Response: The Staff’s comment has been addressed.
10. Comment: We note your response to comment 23 of our letter dated June 6, 2011. Please provide clear disclosure in the registration statement.
Response: The Staff’s comment has been addressed.
11. Comment: We note your response to comment 25 of our letter dated June 6, 2011 regarding “a pending action” against Mr. Silva. Please revise this section to provide a brief description of the “pending action” (i.e. that it relates to the enforceability of a noncompete agreement with DaVinci Biosciences, LLC). Also, your cross-reference to the risk factors section should include a specific page number to the relevant risk factor. In addition, as previously requested, please provide more specific disclosure regarding the impact this action may have upon your business.
Response: The Staff’s comment has been addressed.
Securities and Exchange Commission
September 6, 2011
Page 5
Executive Compensation, page 44
12. Comment: We note the shares to be reissued to Ms. McConnell as part of the termination agreement. Please explain why the grant date fair value of this award is not included in the summary compensation table.
Response: Disclosure has been included as to why the grant date fair value of this award is not included in the summary compensation table.
Certain Relationships and Related Party Transactions, page 46
13. Comment: We note your response to comment 31 of our letter dated June 6, 2011, and we reissue it in part. Please revise to clarify Mr. Berger’s relationship with Stem Cell Research Company, LLC and why his termination agreement directed Stem Cell Research to receive $180,000 and why Stem Cell Research agreed to the voting proxy for its shares in connection with Mr. Berger’s termination.
Response: The Staff’s comment has been addressed. Additional disclosure has been included as to the relationship, if any, between Mr. Berger and Stem Cell Research.
Recent Sales of Unregistered Securities, page 50
14. Comment: We note your response to comment 33 of our letter dated June 6, 2011, and we reissue it in part. Please revise to clarify whether your investors are sophisticated and discuss the scope of the information you provided to investors of your unregistered securities.
Response: The Staff’s comment has been addressed.
15. Comment: We note your response to comment 34 of our letter dated June 6, 2011, and we reissue it. Please revise to describe the nature of the “consulting services” provided for each sale of securities.
Response: The Staff’s comment has been addressed.

> Extracted material:

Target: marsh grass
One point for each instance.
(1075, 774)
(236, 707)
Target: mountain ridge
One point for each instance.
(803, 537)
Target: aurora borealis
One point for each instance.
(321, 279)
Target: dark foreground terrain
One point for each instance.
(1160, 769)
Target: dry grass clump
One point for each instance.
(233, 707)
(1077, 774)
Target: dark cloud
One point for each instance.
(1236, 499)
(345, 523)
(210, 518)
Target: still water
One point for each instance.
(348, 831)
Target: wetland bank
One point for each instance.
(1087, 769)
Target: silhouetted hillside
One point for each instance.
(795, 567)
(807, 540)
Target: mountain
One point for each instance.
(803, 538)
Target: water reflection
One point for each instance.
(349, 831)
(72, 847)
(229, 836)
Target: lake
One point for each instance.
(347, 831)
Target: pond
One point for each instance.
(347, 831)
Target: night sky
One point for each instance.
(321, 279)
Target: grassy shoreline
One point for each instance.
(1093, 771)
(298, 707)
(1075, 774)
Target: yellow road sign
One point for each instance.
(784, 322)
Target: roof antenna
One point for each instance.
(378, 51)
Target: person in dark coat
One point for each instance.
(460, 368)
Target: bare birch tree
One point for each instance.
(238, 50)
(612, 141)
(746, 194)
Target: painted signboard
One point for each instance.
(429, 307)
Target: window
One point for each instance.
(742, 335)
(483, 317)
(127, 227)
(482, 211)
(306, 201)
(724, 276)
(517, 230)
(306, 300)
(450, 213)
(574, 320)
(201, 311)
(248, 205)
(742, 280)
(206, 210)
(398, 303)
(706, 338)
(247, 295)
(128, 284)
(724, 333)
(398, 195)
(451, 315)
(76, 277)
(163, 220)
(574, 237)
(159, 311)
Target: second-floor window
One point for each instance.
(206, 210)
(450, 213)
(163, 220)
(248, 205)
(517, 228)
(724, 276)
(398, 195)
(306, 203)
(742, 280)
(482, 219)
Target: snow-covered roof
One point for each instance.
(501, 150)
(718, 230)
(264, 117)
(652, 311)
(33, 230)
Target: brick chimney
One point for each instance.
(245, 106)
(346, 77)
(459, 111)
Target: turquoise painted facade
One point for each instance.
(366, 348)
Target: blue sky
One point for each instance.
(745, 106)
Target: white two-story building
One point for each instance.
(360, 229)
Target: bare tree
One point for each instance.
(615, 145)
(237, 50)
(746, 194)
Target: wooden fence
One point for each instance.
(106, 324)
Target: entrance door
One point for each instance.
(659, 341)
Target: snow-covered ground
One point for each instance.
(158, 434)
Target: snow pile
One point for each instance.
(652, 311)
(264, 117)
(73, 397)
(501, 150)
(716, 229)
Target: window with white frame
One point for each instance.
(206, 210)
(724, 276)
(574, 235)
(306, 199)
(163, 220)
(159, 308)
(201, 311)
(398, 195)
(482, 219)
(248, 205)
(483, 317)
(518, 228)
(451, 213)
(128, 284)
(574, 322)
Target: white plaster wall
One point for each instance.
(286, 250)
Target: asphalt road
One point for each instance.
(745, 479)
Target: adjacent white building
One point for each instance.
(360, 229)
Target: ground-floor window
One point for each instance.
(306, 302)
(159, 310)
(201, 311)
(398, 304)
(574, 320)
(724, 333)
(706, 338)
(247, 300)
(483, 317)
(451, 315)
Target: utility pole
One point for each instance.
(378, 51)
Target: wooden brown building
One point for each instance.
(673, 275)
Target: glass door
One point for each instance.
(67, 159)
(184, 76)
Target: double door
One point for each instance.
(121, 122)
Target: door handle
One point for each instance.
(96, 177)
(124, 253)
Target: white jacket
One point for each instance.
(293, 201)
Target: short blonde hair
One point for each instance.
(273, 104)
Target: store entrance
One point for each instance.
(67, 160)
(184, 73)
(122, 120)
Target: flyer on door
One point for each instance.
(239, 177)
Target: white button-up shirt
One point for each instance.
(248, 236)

> Description of the task:
Answer these questions about the SEC comment letter, one per line:
(a) In comment 11, what does the "pending action" against Mr. Silva relate to?
(b) What amount did Mr. Berger's termination agreement direct Stem Cell Research Company, LLC to receive?
(c) According to comment 12, who is to have shares reissued as part of the termination agreement?

> Result for this task:
(a) The enforceability of a noncompete agreement with DaVinci Biosciences, LLC.
(b) $180,000.
(c) Ms. McConnell.